Begin Data for processing

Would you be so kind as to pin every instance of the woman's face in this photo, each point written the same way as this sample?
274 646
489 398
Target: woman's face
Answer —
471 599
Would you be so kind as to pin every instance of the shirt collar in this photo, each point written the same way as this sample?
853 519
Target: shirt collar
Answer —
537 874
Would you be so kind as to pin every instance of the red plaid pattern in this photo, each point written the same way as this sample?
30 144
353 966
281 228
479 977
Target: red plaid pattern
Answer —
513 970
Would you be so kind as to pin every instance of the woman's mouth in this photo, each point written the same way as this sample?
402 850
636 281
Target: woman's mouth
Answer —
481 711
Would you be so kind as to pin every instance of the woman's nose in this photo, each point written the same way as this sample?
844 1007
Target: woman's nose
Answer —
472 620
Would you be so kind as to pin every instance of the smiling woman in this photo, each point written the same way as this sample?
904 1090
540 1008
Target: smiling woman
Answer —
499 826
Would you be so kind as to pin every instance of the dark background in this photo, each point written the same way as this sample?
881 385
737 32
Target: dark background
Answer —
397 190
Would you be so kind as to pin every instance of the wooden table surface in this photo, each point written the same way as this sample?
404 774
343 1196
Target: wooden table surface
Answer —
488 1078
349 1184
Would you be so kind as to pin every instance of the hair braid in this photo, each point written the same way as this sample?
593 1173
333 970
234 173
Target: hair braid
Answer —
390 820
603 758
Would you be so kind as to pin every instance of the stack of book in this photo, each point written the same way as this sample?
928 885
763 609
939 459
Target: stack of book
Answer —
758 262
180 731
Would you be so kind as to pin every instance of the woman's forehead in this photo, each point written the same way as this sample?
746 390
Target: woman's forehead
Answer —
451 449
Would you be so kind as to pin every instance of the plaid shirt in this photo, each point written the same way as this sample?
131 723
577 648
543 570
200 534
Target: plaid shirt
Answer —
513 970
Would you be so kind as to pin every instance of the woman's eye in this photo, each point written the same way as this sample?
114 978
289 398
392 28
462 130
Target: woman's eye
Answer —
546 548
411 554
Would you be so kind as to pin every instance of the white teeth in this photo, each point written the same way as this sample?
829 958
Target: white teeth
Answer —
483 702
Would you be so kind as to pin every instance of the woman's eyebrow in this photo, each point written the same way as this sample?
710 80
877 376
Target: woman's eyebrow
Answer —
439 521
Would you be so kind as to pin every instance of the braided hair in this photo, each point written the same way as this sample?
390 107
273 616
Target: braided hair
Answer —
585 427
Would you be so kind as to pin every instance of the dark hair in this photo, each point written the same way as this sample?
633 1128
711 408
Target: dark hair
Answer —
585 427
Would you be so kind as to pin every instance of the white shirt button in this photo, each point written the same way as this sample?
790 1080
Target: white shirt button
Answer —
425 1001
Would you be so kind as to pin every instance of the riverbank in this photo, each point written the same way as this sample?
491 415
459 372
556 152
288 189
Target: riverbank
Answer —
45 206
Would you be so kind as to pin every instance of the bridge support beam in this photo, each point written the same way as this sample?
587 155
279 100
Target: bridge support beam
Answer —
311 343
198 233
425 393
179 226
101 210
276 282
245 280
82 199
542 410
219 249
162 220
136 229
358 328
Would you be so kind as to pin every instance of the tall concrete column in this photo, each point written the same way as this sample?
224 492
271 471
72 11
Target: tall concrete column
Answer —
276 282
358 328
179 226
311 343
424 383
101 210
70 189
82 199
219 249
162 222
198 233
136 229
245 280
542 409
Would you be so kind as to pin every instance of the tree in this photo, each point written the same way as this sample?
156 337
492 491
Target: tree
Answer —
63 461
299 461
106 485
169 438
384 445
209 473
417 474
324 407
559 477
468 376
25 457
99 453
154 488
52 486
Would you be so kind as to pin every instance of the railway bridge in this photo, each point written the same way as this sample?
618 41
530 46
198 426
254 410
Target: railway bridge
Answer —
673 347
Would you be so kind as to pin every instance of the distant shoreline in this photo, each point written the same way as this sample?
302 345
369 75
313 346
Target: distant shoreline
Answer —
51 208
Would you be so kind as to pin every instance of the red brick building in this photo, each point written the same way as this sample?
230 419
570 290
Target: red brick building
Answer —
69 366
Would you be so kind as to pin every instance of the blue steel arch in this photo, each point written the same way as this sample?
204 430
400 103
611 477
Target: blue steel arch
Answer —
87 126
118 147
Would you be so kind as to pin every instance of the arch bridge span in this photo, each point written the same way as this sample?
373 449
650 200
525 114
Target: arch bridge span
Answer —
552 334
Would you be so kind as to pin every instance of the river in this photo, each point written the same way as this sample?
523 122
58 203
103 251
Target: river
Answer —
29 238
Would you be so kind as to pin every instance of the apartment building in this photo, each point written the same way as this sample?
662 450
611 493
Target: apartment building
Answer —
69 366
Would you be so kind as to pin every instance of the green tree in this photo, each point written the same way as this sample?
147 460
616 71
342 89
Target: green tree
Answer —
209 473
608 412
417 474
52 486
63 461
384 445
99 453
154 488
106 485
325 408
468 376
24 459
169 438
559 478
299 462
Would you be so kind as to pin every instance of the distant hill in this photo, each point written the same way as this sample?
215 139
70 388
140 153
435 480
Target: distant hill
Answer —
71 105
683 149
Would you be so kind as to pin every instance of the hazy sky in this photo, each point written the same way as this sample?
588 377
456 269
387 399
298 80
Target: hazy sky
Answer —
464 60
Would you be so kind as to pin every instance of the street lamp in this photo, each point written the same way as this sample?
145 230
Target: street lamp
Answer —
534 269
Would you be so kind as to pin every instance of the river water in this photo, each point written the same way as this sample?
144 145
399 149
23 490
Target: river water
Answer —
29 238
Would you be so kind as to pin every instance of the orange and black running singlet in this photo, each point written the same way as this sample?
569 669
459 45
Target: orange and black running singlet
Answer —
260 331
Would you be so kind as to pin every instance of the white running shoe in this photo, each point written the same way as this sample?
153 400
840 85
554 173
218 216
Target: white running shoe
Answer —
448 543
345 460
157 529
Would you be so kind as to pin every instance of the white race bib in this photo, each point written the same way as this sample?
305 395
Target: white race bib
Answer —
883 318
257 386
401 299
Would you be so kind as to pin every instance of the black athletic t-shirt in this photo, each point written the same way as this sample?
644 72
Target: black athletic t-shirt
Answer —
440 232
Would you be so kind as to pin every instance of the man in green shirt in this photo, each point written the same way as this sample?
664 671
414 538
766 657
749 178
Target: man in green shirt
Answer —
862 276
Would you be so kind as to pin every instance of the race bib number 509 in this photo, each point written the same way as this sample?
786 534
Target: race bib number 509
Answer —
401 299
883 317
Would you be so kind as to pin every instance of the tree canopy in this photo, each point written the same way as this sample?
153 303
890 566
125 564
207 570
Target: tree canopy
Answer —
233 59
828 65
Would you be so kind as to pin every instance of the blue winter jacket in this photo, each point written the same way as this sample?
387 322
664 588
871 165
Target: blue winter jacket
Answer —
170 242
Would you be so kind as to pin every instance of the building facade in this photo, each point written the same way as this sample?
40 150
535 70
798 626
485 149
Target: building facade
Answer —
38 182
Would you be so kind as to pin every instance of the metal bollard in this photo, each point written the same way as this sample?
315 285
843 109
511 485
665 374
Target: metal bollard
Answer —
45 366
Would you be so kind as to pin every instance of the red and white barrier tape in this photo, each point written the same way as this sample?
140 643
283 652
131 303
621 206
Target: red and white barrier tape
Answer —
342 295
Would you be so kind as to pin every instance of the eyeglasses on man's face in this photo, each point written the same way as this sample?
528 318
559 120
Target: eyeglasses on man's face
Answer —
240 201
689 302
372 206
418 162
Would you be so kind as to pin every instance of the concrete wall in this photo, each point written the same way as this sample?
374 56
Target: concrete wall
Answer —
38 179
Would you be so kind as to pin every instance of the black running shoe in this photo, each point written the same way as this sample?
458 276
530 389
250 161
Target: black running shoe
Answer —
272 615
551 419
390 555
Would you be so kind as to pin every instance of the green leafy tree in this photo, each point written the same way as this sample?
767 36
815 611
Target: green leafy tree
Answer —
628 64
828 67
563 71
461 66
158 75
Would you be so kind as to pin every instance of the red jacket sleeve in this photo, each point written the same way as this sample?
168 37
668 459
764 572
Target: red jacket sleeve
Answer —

End Data for processing

_Task prompt:_ Exactly and only the lines from the one containing "the red and" through the end of the material are to be reproduced, both ends included.

_Result of the exercise:_
Would you be so kind as to pin every instance of the red and white barrier tape in this photo, each point written the same way as this sample?
140 643
283 652
131 303
621 206
Target: red and white barrier tape
Answer —
342 295
Would you be so kind as to pin every instance of the eyeglasses on man's face in this photo, each point written the same way as this sample?
528 318
559 120
Target: eyeglasses on man's face
Answer —
240 201
689 302
372 206
418 162
Would you be so kind as to pin every instance of the concrete wall in this photo, each point written the same way as this sample?
374 56
Target: concrete wall
Answer —
38 179
Would you be so kind as to pin every instance of the black running shoe in this photo, each point written the same way as this sample?
458 276
530 389
250 161
Target: black running shoe
Answer —
272 615
551 419
390 555
Would you be so kind as to pin every instance of the green leafy tree in this photo, each point written the same way as this sample?
767 36
815 611
Target: green leafy tree
Answer —
628 64
828 67
563 71
461 66
158 75
Would you be so kind as to pin every instance of the red jacket sleeve in this photo, each point written the same way as this sample?
168 37
668 459
764 572
Target: red jacket sleeve
Answer —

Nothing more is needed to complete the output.